(TEXT):
Call to Prayer: Listening in the Hard Times
Posted on May 4, 2020 by VMMissions Staff
Grace and her husband Yugo serve with Servants to Asia’s Poor in a slum in Southeast Asia. What she shares provides a glimpse into a life of listening to the promise of good news in the midst of great challenges.
My six-year-old son is strapped to my back, using the Ergo baby carrier that he used years ago in infancy. I hold an umbrella in one hand and a flashlight in the other. Next to me, my husband carries two backpacks and our four-year-old son, with a rain jacket covering them all. It is five in the morning, still dark and pouring down rain, and we are wading through flood water.
It has been raining on and off for over a week. With each big rain we wake up at night, to check on whether or not our street is flooding. And this morning at 2 AM, our fears become reality: our neighborhood is flooding. Again.
The Lord called me to the slums nine years ago. I knew serving in slums would not be easy. In my first year, the slum community I faced a devastating fire that destroyed 200 homes, and then evictions and demolitions.

(GIVEN RECORDS):
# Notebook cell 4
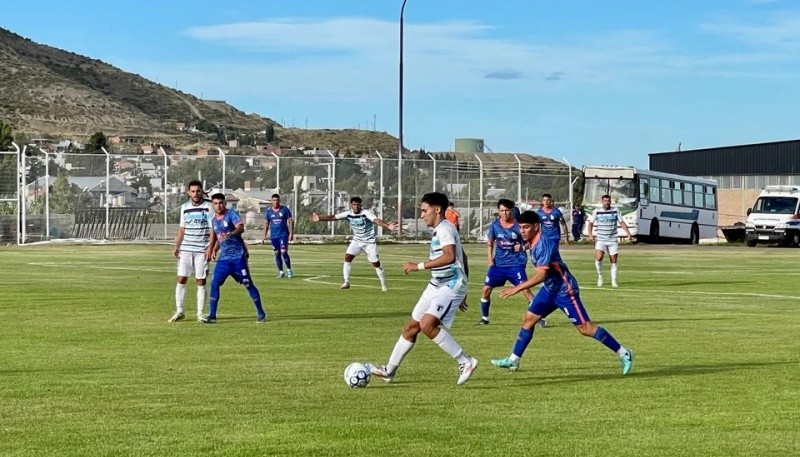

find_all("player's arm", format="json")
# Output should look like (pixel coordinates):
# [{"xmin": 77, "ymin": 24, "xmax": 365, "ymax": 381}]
[{"xmin": 172, "ymin": 227, "xmax": 186, "ymax": 257}]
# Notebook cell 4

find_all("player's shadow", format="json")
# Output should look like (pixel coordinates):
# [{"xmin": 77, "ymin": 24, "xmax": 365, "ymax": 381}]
[
  {"xmin": 488, "ymin": 361, "xmax": 800, "ymax": 389},
  {"xmin": 278, "ymin": 311, "xmax": 409, "ymax": 321}
]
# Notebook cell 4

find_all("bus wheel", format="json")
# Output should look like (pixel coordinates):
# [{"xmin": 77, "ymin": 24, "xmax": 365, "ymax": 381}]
[
  {"xmin": 647, "ymin": 219, "xmax": 661, "ymax": 244},
  {"xmin": 689, "ymin": 224, "xmax": 700, "ymax": 244}
]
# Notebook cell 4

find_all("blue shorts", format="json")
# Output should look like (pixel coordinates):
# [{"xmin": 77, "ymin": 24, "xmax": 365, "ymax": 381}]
[
  {"xmin": 528, "ymin": 279, "xmax": 592, "ymax": 325},
  {"xmin": 483, "ymin": 265, "xmax": 528, "ymax": 288},
  {"xmin": 270, "ymin": 236, "xmax": 289, "ymax": 252},
  {"xmin": 212, "ymin": 257, "xmax": 251, "ymax": 286}
]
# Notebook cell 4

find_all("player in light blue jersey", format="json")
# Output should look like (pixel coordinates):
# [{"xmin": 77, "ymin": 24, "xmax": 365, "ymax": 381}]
[
  {"xmin": 203, "ymin": 194, "xmax": 267, "ymax": 324},
  {"xmin": 478, "ymin": 198, "xmax": 533, "ymax": 325},
  {"xmin": 311, "ymin": 197, "xmax": 397, "ymax": 292},
  {"xmin": 169, "ymin": 181, "xmax": 214, "ymax": 322},
  {"xmin": 261, "ymin": 194, "xmax": 294, "ymax": 278},
  {"xmin": 492, "ymin": 211, "xmax": 633, "ymax": 375},
  {"xmin": 370, "ymin": 192, "xmax": 478, "ymax": 385},
  {"xmin": 588, "ymin": 195, "xmax": 631, "ymax": 288},
  {"xmin": 536, "ymin": 194, "xmax": 569, "ymax": 246}
]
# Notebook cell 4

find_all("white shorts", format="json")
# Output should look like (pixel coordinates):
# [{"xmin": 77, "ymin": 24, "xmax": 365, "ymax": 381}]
[
  {"xmin": 346, "ymin": 240, "xmax": 378, "ymax": 263},
  {"xmin": 594, "ymin": 241, "xmax": 619, "ymax": 255},
  {"xmin": 411, "ymin": 283, "xmax": 466, "ymax": 328},
  {"xmin": 178, "ymin": 251, "xmax": 208, "ymax": 279}
]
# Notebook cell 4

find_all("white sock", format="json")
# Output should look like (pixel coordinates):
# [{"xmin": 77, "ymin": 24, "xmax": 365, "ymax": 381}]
[
  {"xmin": 375, "ymin": 267, "xmax": 386, "ymax": 286},
  {"xmin": 433, "ymin": 328, "xmax": 469, "ymax": 363},
  {"xmin": 175, "ymin": 283, "xmax": 186, "ymax": 313},
  {"xmin": 342, "ymin": 262, "xmax": 353, "ymax": 282},
  {"xmin": 386, "ymin": 335, "xmax": 414, "ymax": 373},
  {"xmin": 197, "ymin": 286, "xmax": 206, "ymax": 315}
]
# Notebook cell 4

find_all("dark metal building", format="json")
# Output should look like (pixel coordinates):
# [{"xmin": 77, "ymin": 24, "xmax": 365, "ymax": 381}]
[{"xmin": 649, "ymin": 140, "xmax": 800, "ymax": 176}]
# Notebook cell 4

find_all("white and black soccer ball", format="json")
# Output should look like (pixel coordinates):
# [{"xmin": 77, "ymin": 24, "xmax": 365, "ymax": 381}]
[{"xmin": 344, "ymin": 362, "xmax": 372, "ymax": 389}]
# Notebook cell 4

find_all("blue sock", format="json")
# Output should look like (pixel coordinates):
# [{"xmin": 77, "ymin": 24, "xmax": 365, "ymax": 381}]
[
  {"xmin": 481, "ymin": 298, "xmax": 492, "ymax": 321},
  {"xmin": 511, "ymin": 328, "xmax": 533, "ymax": 357},
  {"xmin": 208, "ymin": 281, "xmax": 219, "ymax": 319},
  {"xmin": 247, "ymin": 283, "xmax": 264, "ymax": 317},
  {"xmin": 594, "ymin": 327, "xmax": 620, "ymax": 352}
]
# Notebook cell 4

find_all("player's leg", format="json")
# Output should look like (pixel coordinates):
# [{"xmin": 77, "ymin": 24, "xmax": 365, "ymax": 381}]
[
  {"xmin": 492, "ymin": 287, "xmax": 556, "ymax": 371},
  {"xmin": 594, "ymin": 241, "xmax": 606, "ymax": 287},
  {"xmin": 419, "ymin": 286, "xmax": 478, "ymax": 385},
  {"xmin": 362, "ymin": 243, "xmax": 389, "ymax": 292},
  {"xmin": 608, "ymin": 242, "xmax": 619, "ymax": 287},
  {"xmin": 194, "ymin": 253, "xmax": 208, "ymax": 321},
  {"xmin": 269, "ymin": 238, "xmax": 283, "ymax": 278},
  {"xmin": 280, "ymin": 236, "xmax": 294, "ymax": 278},
  {"xmin": 340, "ymin": 241, "xmax": 361, "ymax": 289},
  {"xmin": 556, "ymin": 282, "xmax": 633, "ymax": 375}
]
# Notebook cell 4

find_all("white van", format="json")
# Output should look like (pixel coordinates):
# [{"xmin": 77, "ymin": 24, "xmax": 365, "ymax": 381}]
[{"xmin": 745, "ymin": 186, "xmax": 800, "ymax": 247}]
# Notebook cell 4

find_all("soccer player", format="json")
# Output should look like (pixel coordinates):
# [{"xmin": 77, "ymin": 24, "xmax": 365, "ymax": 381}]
[
  {"xmin": 261, "ymin": 194, "xmax": 294, "ymax": 278},
  {"xmin": 169, "ymin": 181, "xmax": 213, "ymax": 322},
  {"xmin": 492, "ymin": 211, "xmax": 633, "ymax": 375},
  {"xmin": 370, "ymin": 192, "xmax": 478, "ymax": 385},
  {"xmin": 477, "ymin": 198, "xmax": 546, "ymax": 326},
  {"xmin": 311, "ymin": 197, "xmax": 397, "ymax": 292},
  {"xmin": 588, "ymin": 195, "xmax": 631, "ymax": 287},
  {"xmin": 203, "ymin": 194, "xmax": 267, "ymax": 324},
  {"xmin": 536, "ymin": 194, "xmax": 569, "ymax": 246}
]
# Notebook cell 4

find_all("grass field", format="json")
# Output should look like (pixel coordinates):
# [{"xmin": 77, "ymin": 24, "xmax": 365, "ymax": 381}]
[{"xmin": 0, "ymin": 240, "xmax": 800, "ymax": 456}]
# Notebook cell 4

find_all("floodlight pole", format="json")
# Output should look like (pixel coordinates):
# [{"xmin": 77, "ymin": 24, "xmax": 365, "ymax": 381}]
[
  {"xmin": 397, "ymin": 0, "xmax": 408, "ymax": 235},
  {"xmin": 100, "ymin": 146, "xmax": 111, "ymax": 239}
]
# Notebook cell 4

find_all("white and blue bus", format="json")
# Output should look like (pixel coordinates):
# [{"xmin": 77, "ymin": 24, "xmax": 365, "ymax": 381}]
[{"xmin": 583, "ymin": 166, "xmax": 719, "ymax": 244}]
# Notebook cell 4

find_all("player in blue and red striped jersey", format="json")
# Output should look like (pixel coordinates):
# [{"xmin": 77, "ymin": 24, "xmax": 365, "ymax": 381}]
[
  {"xmin": 202, "ymin": 194, "xmax": 267, "ymax": 324},
  {"xmin": 492, "ymin": 211, "xmax": 633, "ymax": 375}
]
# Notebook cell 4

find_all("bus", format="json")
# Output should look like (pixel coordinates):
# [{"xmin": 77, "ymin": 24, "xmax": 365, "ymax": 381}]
[{"xmin": 583, "ymin": 166, "xmax": 719, "ymax": 244}]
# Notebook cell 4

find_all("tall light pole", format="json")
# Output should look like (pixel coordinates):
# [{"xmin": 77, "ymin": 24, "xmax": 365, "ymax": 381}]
[{"xmin": 397, "ymin": 0, "xmax": 408, "ymax": 235}]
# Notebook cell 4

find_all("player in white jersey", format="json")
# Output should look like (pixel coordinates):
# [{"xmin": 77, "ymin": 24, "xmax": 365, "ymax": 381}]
[
  {"xmin": 169, "ymin": 181, "xmax": 214, "ymax": 322},
  {"xmin": 370, "ymin": 192, "xmax": 478, "ymax": 385},
  {"xmin": 588, "ymin": 195, "xmax": 631, "ymax": 287},
  {"xmin": 311, "ymin": 197, "xmax": 397, "ymax": 292}
]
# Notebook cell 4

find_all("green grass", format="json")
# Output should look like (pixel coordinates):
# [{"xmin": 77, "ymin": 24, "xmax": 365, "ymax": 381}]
[{"xmin": 0, "ymin": 245, "xmax": 800, "ymax": 456}]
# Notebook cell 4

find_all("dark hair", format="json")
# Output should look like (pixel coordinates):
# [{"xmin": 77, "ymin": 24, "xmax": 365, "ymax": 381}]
[
  {"xmin": 497, "ymin": 198, "xmax": 514, "ymax": 209},
  {"xmin": 419, "ymin": 192, "xmax": 450, "ymax": 216},
  {"xmin": 517, "ymin": 211, "xmax": 539, "ymax": 224}
]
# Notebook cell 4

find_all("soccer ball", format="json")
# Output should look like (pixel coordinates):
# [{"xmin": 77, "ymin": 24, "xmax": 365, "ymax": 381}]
[{"xmin": 344, "ymin": 362, "xmax": 371, "ymax": 389}]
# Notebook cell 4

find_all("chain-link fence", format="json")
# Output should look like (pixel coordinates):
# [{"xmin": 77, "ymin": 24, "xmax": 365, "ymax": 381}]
[{"xmin": 10, "ymin": 149, "xmax": 572, "ymax": 243}]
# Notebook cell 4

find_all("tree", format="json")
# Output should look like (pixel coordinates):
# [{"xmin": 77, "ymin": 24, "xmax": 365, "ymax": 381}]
[{"xmin": 84, "ymin": 132, "xmax": 108, "ymax": 154}]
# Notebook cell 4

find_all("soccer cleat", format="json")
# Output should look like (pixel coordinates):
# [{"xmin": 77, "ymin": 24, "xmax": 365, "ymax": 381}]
[
  {"xmin": 619, "ymin": 348, "xmax": 633, "ymax": 376},
  {"xmin": 367, "ymin": 363, "xmax": 394, "ymax": 382},
  {"xmin": 456, "ymin": 357, "xmax": 478, "ymax": 386},
  {"xmin": 492, "ymin": 357, "xmax": 519, "ymax": 371}
]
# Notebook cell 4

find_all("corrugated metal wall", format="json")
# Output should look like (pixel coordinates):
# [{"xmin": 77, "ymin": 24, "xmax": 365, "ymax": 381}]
[{"xmin": 649, "ymin": 140, "xmax": 800, "ymax": 176}]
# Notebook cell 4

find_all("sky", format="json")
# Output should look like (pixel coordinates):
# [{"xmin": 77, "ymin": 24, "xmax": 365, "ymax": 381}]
[{"xmin": 0, "ymin": 0, "xmax": 800, "ymax": 168}]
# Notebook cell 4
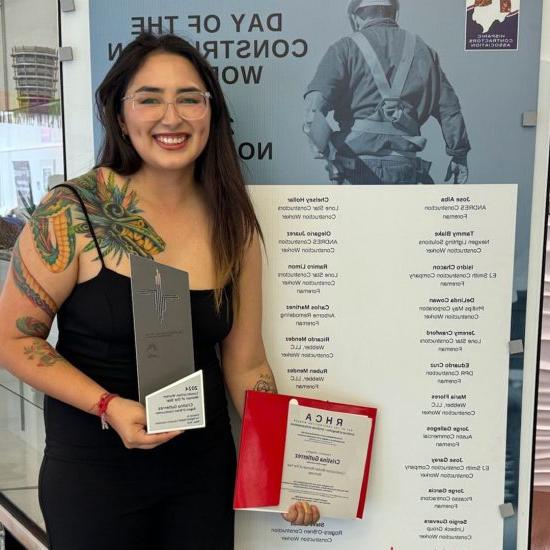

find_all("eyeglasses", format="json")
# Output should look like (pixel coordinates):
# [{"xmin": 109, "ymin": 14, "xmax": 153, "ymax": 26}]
[{"xmin": 122, "ymin": 90, "xmax": 212, "ymax": 122}]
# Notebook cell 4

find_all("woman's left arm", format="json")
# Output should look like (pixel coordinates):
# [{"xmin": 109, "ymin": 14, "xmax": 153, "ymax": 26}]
[
  {"xmin": 221, "ymin": 235, "xmax": 320, "ymax": 525},
  {"xmin": 221, "ymin": 235, "xmax": 277, "ymax": 417}
]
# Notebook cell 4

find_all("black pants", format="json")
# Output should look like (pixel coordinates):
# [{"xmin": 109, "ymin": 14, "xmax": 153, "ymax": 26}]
[{"xmin": 39, "ymin": 434, "xmax": 235, "ymax": 550}]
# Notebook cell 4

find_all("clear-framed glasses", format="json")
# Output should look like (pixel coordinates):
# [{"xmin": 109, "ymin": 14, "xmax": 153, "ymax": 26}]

(DIRECTIONS):
Answer these questions using the prayer post.
(a) With which organization do Grace and her husband Yugo serve?
(b) At what time did the family's fears about the neighborhood flooding become reality?
(c) How many years ago was the writer called to the slums?

(EXERCISE RESULT):
(a) Servants to Asia's Poor
(b) At 2 AM
(c) Nine years ago